::: DATA IN THIS EXERCISE :::

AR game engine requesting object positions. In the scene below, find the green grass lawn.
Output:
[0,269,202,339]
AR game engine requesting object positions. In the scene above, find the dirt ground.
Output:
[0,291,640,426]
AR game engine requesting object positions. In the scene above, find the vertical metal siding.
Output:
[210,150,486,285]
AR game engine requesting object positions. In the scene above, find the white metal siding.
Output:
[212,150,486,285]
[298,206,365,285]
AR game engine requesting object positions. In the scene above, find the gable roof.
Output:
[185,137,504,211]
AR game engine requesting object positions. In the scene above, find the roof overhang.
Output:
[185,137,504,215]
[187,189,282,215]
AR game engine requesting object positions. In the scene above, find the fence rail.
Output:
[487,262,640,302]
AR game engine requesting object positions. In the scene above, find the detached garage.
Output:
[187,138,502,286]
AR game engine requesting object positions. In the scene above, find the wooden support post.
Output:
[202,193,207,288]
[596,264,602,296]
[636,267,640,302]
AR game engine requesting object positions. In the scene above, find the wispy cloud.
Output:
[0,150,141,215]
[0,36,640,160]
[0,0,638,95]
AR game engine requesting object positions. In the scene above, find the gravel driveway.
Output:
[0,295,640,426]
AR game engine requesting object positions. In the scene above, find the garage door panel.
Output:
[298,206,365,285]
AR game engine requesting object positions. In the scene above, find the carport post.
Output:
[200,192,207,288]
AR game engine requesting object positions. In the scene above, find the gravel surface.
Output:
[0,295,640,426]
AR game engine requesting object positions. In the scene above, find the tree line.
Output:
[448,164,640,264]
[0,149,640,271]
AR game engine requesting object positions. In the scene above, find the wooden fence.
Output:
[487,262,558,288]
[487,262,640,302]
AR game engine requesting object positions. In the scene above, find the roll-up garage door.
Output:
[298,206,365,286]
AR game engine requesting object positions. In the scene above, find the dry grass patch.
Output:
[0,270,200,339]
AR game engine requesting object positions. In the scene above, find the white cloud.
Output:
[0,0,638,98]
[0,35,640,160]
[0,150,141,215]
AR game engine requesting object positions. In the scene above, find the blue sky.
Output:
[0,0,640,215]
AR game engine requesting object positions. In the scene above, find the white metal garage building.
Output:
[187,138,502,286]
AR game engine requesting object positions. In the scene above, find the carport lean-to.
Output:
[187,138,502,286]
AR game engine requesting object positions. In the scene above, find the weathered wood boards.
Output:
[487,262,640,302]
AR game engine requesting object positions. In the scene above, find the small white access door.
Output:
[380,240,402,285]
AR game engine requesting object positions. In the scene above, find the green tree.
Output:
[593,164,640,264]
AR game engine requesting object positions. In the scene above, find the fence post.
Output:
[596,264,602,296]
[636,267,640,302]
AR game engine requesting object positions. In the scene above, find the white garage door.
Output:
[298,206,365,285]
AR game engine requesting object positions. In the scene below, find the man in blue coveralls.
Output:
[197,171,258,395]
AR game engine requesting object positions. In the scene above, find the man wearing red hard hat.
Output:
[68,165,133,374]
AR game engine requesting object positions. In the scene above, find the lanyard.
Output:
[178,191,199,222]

:::

Repeat the entries above exactly, leaving nothing out.

*OUTPUT BELOW*.
AR game engine requesting object positions. In the scene below, find the green grass lawn.
Output:
[0,269,202,339]
AR game engine requesting object positions. In the scene above, find the dirt ground.
Output:
[0,291,640,426]
AR game engine requesting object positions. In the scene above, find the vertical metal siding.
Output:
[210,150,486,285]
AR game engine requesting object positions. In the scene above, find the white metal siding.
Output:
[212,150,486,285]
[298,206,365,285]
AR game engine requesting object positions. In the scene above, find the gable roof.
Output:
[185,137,504,211]
AR game engine requesting object positions. In the scene above, find the roof overhang.
Output:
[185,137,504,215]
[187,189,282,215]
AR game engine requesting object positions. In the scene above, find the fence rail.
Output:
[487,262,640,302]
AR game engine requesting object positions. In the scene above, find the detached garage.
Output:
[187,138,502,286]
AR game engine requesting object positions. In the scene above, find the wooden support post.
Output:
[202,193,207,288]
[596,264,602,296]
[636,267,640,302]
AR game engine requesting object positions. In the scene above, find the wispy cloud.
Output:
[0,150,141,215]
[0,36,640,160]
[0,0,638,95]
AR game engine requesting object positions. In the scene above, find the gravel driveway.
Output:
[0,295,640,426]
AR game engine requesting object positions. In the scene above, find the garage door panel.
Output:
[298,206,365,285]
AR game engine requesting object positions. In the scene above, find the carport post.
Output:
[200,192,207,288]
AR game engine requesting object positions. In the scene above, find the gravel surface.
Output:
[0,295,640,426]
AR game engine requesting object positions. In the scene above, find the tree line.
Output:
[448,164,640,264]
[0,149,640,271]
AR game engine requesting object positions. In the scene above, find the wooden fence.
Output:
[487,262,558,288]
[487,262,640,302]
AR game engine requesting object positions. In the scene above, find the roll-up garage door.
Output:
[298,206,365,286]
AR game engine requesting object positions. In the scene above, find the dry grass patch.
Output:
[0,270,200,339]
AR game engine requesting object positions. In the scene above, find the white cloud.
Output:
[0,0,638,98]
[0,35,640,160]
[0,150,141,215]
AR game engine requesting object positions. In the scene above, find the blue sky.
Output:
[0,0,640,215]
AR game engine requesting object positions. In the scene above, find the white metal garage building.
Output:
[187,138,502,286]
AR game engine requesting object positions. In the scene above, find the carport lean-to.
Output:
[187,138,502,286]
AR game engine requesting object positions. In the scene above, find the weathered wood boards.
Output:
[487,262,640,302]
AR game engine requesting object positions. In the scene above, find the small white access door.
Output:
[380,240,402,285]
AR game engine requesting object positions. In the scene above, find the green tree.
Output:
[593,164,640,264]
AR game engine requesting object positions. In the scene above, find the fence post.
Output:
[596,264,602,296]
[636,267,640,302]
AR game engine requesting object positions. In the scene above, find the white garage door.
Output:
[298,206,365,285]
AR game engine requesting object positions. In the scene below, find the man in blue coveralls.
Output:
[197,171,258,395]
AR game engine requesting object positions. In the scene above, find the man wearing red hard hat.
Output:
[68,165,133,374]
AR game engine requesting object positions. In the scene above, find the lanyard.
Output:
[178,191,199,222]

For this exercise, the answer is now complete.